▸ VERSTÄNDNISFRAGEN:
1) Beantworten Sie anhand des Artikels über den Anschlag auf den BVB-Bus die folgenden Fragen:
(a) Welche Verletzung zog sich der Abwehrspieler Marc Bartra zu?
(b) Wie viele Bekennerschreiben wurden am Tatort gefunden?
(c) Welches Gesamtvolumen hatten die Finanzgeschäfte, die der Angeklagte vor der Tat getätigt haben soll?
2) Kopieren Sie aus dem Artikel über den Anschlag auf den BVB-Bus den Abschnitt zwischen „Nach dem Anschlag“ und „des Angeklagten Habgier.“, beide einschließlich.

▸ VORLIEGENDER TEXT:
------

Prozess um Anschlag auf BVB-Bus hat begonnen
21. Dezember 2017Unter großem Medienandrang hat in Dortmund der Prozess um den Splitterbomben-Anschlag auf den BVB-Mannschaftsbus begonnen. Im Unterschied zu den Pressevertretern kamen Zuschauer und Fans des Fußball-Bundesligisten Borussia Dortmund dagegen kaum ins Landgericht hinein. Dem Angeklagten Sergej W. wird vorgeworfen, am 11. April in einer Hecke unweit des Mannschaftshotels in Dortmund drei selbstgebaute Sprengsätze deponiert und beim Vorbeifahren des BVB-Busses gezündet zu haben. Der Abwehrspieler Marc Bartra zog sich eine schwere Unterarmverletzung zu, ein vorbeifahrender Polizist erlitt ein Knalltrauma. Die Tat unmittelbar vor einem Champions-League-Heimspiel des Bundesligaklubs gegen AS Monaco löste bundesweit Entsetzen aus. Bei einem Schuldspruch droht dem deutschen Staatsbürger lebenslange Haft.
Nach Angaben der Ermittler waren die Sprengsätze mit jeweils maximal einem Kilogramm einer Wasserstoffperoxid-Brennstoffmischung sowie mindestens 65 Metallbolzen bestückt, die in Epoxidharz eingeschlossen waren. Zum Zeitpunkt der Detonation befanden sich neben dem Fahrer 18 Dortmunder Lizenzspieler sowie Mitglieder des Trainer- und Betreuerstabs in dem Bus.
Nach dem Anschlag wurde tagelang über mögliche islamistische Hintergründe spekuliert, weil am Tatort drei Bekennerschreiben entsprechenden Inhalts gefunden worden waren. Kurzzeitig übernahm sogar die Bundesanwaltschaft in Karlsruhe die Ermittlungen. Doch laut Anklage war das Motiv des Angeklagten Habgier.
Wette auf fallende Aktienkurse
Einige Tage vor der Tat soll der 28-Jährige kreditfinanziert mehrere hochriskante Finanzgeschäfte im Volumen von insgesamt 44.300 Euro getätigt haben, bei denen er auf einen fallenden Kurs der BVB-Aktie wettete. Nach Überzeugung der Staatsanwaltschaft hoffte der Elektrotechniker, durch einen massiven Kursverlust der Aktie infolge des Anschlags ein Vielfaches seines Einsatzes kassieren zu können. Der BVB ist der einzige deutsche Fußballverein, dessen Aktien an der Börse gehandelt werden.

------

▸ INFORMATIONEN:
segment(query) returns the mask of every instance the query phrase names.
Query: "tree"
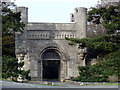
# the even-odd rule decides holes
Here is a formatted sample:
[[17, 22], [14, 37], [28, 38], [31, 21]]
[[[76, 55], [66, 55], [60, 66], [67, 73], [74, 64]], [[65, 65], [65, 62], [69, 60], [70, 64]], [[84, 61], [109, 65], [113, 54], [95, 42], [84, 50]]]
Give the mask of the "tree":
[[25, 24], [21, 22], [21, 13], [14, 8], [14, 3], [2, 2], [2, 77], [17, 81], [19, 75], [30, 79], [29, 72], [22, 70], [23, 62], [15, 57], [15, 32], [23, 32]]
[[3, 2], [2, 5], [2, 53], [15, 56], [15, 32], [23, 32], [25, 24], [21, 22], [20, 12], [9, 8], [14, 7], [14, 3]]
[[88, 21], [102, 24], [107, 29], [107, 34], [114, 34], [116, 30], [120, 30], [120, 4], [108, 8], [92, 8], [88, 13]]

------

▸ LÖSUNGEN JE AUFGABE:
1)
(a) Eine schwere Unterarmverletzung.
(b) Drei.
(c) 44.300 Euro.

2)
Nach dem Anschlag wurde tagelang über mögliche islamistische Hintergründe spekuliert, weil am Tatort drei Bekennerschreiben entsprechenden Inhalts gefunden worden waren. Kurzzeitig übernahm sogar die Bundesanwaltschaft in Karlsruhe die Ermittlungen. Doch laut Anklage war das Motiv des Angeklagten Habgier.